— RECORDS FOR THE TASK —

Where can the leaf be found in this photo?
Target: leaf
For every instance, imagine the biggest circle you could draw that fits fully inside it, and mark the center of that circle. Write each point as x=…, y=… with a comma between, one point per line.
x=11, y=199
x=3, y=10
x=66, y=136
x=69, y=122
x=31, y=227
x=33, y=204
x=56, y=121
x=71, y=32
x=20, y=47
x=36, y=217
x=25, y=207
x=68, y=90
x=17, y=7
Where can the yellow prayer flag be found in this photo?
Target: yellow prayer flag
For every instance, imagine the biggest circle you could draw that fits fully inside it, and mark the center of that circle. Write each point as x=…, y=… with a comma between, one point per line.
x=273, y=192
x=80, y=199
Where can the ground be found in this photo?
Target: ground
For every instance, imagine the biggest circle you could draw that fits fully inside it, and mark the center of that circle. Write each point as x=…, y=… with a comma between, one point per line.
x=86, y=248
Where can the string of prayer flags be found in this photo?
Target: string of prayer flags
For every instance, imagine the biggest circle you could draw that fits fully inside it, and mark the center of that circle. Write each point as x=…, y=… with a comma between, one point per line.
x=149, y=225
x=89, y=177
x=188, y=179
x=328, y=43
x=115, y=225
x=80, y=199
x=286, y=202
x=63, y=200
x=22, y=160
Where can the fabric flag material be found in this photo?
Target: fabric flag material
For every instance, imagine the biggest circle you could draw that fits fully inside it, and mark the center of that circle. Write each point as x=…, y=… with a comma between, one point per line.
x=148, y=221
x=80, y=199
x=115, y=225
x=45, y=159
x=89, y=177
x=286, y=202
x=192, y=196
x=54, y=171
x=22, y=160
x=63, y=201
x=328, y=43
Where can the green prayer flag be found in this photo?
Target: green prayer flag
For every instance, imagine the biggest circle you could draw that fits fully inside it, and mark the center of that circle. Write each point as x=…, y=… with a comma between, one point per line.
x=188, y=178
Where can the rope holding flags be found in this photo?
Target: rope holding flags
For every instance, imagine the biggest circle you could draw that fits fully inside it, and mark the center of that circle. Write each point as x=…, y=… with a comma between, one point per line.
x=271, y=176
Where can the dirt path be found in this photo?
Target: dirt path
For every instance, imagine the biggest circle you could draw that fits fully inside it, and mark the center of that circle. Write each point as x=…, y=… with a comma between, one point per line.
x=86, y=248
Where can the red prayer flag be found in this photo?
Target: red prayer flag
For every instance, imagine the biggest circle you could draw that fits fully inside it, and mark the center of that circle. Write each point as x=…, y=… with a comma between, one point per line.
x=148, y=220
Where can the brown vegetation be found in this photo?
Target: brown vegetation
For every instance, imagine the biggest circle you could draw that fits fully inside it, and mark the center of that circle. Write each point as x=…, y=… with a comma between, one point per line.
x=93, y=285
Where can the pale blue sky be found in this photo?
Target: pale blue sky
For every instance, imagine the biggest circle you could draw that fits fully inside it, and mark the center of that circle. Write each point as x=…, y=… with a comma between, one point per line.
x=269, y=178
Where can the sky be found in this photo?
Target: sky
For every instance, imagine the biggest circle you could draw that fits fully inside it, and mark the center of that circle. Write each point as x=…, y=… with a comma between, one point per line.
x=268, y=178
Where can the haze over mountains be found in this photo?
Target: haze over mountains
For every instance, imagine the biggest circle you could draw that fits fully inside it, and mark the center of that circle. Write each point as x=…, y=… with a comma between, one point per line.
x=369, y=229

— TASK STATEMENT —
Copy out exactly the lines running from the line with "Where can the dirt" to the end of the records, inclusive.

— RESPONSE —
Where can the dirt path be found in this photo?
Target: dirt path
For every instance, imagine the biggest circle you could draw that fits fully inside it, and mark the center of that circle. Write each point as x=…, y=… with a comma between, one point per line.
x=86, y=248
Where can the red prayer flag be found in this photo?
Target: red prayer flag
For every instance, imagine the biggest circle you could draw that fits fully inside it, and mark the center of that circle. Write each point as x=…, y=… with a comma between, one point per line.
x=148, y=220
Where can the brown vegetation be found in this photo?
Target: brown vegetation
For every instance, imagine the biggest circle you could draw that fits fully inside it, and mark the center of that circle. Write each point as x=…, y=… with a comma between, one point per line.
x=93, y=285
Where can the pale blue sky be found in this photo?
Target: pale blue sky
For every instance, imagine the biggest circle you could draw that fits fully inside it, and mark the center of that circle. Write each point as x=…, y=… with a comma between, one point per line.
x=269, y=178
Where can the sky be found in this photo?
Target: sky
For every instance, imagine the biggest circle you could draw that fits fully inside it, and mark the center of that circle. Write each point as x=…, y=… with a comma between, one point per line.
x=268, y=178
Where can the haze over mountains be found in this photo?
Target: haze over mountains
For every instance, imagine the biggest circle you could draw that fits fully inside it, and mark the center of that circle. Write each point as x=…, y=… with a comma between, one point per line.
x=369, y=229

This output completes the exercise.